What is asked »
Extract every line of the records below and reproduce each one without any change.

(Labeled shape records)
** START **

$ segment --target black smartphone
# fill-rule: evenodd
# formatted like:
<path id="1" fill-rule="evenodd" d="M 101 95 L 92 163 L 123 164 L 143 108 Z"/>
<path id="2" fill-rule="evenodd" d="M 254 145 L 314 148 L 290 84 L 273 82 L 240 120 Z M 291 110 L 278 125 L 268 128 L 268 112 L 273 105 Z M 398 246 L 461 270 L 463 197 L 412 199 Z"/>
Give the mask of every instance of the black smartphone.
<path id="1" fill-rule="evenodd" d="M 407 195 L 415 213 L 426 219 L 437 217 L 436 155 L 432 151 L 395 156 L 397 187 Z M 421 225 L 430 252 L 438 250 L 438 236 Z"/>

** END **

Response to this exercise »
$ segment --target black smartphone
# fill-rule: evenodd
# formatted like:
<path id="1" fill-rule="evenodd" d="M 101 95 L 92 163 L 123 164 L 143 108 Z"/>
<path id="2" fill-rule="evenodd" d="M 254 145 L 314 148 L 290 84 L 273 82 L 240 120 Z M 291 110 L 278 125 L 268 128 L 268 112 L 273 105 Z M 398 246 L 461 270 L 463 197 L 412 199 Z"/>
Give the mask of every instance of the black smartphone.
<path id="1" fill-rule="evenodd" d="M 407 195 L 415 213 L 426 219 L 437 217 L 436 155 L 432 151 L 395 156 L 397 187 Z M 421 225 L 430 252 L 438 250 L 438 236 Z"/>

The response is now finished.